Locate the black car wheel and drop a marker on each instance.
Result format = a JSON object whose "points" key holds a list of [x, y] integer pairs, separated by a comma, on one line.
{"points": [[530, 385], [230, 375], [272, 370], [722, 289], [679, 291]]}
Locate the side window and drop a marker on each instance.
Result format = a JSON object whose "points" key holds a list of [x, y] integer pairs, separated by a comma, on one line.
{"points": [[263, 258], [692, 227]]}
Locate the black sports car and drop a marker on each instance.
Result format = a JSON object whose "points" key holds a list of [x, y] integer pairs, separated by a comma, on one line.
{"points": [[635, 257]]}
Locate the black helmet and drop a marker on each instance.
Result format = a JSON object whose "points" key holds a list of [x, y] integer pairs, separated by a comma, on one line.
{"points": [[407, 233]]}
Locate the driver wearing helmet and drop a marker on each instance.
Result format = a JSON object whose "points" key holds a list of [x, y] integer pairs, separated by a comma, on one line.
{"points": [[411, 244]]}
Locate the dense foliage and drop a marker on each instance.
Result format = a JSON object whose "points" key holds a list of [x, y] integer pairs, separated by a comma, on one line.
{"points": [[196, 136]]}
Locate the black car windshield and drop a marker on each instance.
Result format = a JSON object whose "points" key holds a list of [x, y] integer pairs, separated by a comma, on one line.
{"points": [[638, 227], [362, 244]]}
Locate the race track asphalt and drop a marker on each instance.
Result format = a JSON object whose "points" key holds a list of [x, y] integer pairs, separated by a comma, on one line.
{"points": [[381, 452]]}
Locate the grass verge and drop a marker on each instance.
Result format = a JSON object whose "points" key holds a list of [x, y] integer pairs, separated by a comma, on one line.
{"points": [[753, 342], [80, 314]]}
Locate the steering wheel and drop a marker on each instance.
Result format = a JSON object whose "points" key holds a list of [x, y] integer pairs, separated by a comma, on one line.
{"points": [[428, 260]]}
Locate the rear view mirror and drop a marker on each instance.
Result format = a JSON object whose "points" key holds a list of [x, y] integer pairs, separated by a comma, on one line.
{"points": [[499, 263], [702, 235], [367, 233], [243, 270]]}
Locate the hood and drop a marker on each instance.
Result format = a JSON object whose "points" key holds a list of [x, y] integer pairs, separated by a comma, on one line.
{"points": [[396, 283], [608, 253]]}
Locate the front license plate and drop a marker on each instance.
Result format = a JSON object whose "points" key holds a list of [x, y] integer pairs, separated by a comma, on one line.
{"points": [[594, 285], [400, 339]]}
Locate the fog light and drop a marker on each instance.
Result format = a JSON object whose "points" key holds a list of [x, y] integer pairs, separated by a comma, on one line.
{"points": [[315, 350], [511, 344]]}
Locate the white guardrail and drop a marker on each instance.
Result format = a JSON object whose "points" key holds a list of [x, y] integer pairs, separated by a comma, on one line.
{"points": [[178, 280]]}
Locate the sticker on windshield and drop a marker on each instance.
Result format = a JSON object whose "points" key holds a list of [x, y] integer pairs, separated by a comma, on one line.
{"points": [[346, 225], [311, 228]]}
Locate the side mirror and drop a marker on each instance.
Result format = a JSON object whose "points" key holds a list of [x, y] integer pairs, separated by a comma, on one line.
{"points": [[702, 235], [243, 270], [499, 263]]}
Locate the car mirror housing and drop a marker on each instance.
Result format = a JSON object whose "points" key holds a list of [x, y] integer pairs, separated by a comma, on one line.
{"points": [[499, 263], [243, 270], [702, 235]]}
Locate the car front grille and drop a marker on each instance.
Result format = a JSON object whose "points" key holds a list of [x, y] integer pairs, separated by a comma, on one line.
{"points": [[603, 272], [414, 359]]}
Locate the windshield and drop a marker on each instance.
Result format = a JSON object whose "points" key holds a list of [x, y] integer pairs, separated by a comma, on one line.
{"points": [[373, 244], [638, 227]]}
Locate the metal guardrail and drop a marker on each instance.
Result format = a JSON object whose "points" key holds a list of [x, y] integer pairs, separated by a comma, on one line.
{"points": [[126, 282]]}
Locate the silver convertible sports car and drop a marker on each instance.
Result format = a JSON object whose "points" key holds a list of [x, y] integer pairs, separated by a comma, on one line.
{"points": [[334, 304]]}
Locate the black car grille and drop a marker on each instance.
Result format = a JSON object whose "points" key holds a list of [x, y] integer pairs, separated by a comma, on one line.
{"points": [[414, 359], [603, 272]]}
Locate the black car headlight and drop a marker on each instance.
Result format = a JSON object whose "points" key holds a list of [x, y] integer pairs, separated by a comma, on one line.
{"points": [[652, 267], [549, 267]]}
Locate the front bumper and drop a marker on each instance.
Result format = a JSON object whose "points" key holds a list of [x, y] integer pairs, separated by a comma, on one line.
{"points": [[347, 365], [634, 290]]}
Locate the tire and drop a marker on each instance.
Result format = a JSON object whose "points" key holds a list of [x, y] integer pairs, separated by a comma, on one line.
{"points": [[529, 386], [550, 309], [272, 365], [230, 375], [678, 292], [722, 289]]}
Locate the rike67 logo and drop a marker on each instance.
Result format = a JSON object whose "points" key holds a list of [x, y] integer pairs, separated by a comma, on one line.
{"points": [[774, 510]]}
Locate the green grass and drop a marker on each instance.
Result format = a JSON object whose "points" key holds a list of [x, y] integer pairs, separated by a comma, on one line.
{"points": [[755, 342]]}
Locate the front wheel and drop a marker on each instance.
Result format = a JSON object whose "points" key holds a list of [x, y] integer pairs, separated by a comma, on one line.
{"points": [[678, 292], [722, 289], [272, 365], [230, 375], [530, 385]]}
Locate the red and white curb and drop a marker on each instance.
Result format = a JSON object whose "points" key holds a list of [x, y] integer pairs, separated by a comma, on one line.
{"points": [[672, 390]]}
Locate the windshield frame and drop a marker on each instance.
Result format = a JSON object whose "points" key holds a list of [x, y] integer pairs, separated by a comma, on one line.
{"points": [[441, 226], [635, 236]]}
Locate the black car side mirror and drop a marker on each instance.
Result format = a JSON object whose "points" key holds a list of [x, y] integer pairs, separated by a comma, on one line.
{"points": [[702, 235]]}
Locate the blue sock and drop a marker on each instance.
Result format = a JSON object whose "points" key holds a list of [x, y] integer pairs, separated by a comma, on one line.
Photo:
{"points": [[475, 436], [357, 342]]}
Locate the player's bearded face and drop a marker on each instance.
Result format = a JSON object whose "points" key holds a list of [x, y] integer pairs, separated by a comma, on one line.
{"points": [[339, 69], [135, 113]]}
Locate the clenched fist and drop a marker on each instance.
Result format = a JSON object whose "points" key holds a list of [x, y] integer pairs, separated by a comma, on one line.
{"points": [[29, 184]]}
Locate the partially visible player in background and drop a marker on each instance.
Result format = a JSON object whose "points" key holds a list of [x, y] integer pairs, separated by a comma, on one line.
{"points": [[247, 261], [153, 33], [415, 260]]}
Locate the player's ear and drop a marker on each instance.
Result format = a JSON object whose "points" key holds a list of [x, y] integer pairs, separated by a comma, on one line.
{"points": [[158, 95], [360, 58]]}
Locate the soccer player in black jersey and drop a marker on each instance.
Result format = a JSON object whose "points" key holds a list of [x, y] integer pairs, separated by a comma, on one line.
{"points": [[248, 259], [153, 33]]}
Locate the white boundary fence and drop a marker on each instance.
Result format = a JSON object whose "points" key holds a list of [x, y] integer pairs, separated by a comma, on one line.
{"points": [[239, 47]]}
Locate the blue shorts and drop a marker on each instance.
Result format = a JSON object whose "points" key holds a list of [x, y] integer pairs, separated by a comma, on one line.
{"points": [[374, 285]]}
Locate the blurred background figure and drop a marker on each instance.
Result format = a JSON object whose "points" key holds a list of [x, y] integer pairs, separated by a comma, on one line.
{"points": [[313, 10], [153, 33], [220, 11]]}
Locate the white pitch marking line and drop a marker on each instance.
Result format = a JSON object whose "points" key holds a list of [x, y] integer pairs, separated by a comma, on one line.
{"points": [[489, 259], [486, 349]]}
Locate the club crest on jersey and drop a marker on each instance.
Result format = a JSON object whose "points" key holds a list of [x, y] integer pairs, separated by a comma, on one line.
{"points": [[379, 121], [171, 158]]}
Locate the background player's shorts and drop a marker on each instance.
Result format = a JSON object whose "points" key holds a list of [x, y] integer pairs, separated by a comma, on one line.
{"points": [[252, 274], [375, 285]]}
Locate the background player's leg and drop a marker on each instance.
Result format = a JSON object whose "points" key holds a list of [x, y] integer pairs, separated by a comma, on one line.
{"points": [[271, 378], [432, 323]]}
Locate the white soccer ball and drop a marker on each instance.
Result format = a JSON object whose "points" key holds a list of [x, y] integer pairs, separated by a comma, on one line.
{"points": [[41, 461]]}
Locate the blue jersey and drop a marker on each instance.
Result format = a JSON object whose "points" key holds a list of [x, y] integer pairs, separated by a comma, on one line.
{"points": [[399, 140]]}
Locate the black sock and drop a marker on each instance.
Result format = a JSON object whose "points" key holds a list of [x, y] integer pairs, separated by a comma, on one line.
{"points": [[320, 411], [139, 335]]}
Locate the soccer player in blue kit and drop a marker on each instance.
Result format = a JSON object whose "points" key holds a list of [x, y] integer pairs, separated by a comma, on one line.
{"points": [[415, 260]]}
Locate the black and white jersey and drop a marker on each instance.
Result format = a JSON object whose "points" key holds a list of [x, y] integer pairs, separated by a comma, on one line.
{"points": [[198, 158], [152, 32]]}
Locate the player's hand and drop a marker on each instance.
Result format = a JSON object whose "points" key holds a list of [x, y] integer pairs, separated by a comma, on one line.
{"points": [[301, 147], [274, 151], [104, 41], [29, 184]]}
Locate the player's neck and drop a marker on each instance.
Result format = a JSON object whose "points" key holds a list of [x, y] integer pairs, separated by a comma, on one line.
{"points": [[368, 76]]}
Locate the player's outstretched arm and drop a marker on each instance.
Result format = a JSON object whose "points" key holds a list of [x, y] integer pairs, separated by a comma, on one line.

▸ EXERCISE DIRECTIONS: Please quote exactly the lines from the one containing "Locate the blue jersey" through the last line of the records above, both included, and nothing else.

▸ SOLUTION TO THIS PROBLEM:
Locate the blue jersey and drop a marker on each instance.
Result format = a JSON object whose "points" key holds a list of [x, y] integer pairs, separated by a comma, on one line.
{"points": [[399, 140]]}
Locate the black sock and drop a marker on each instance.
Result format = a JSON object whose "points" key holds a list of [x, y] integer pairs, separated by a comma, on one line.
{"points": [[320, 411], [139, 335]]}
Locate the soccer player in blue kit and drop a marker on each instance.
Result format = a JSON object whose "points" key holds a list of [x, y] integer pairs, separated by a comma, on one line.
{"points": [[415, 260]]}
Locate the black and white jersey and drop a marker on each instance.
Result format = a JSON object whose "points" key holds a list of [x, y] integer pairs, separated by a comma, on one line.
{"points": [[198, 158], [152, 32]]}
Locate the player's hand and drop a marker on each instance.
Result format = a JSON object whose "points" key holds a list of [x, y] integer pairs, separated by a comma, on one line.
{"points": [[301, 147], [274, 151], [104, 41], [29, 184]]}
Locate the player's neck and drop a marker on each instance.
Result format = a JSON object whose "points" key holds a list of [x, y] integer pairs, separated by a comma, on one line.
{"points": [[368, 76]]}
Locate the player's outstretched arm and drop a marker on each instance.
Result format = a JSON object whose "points" key holds a list of [x, y] integer pairs, separated by a comma, on one line.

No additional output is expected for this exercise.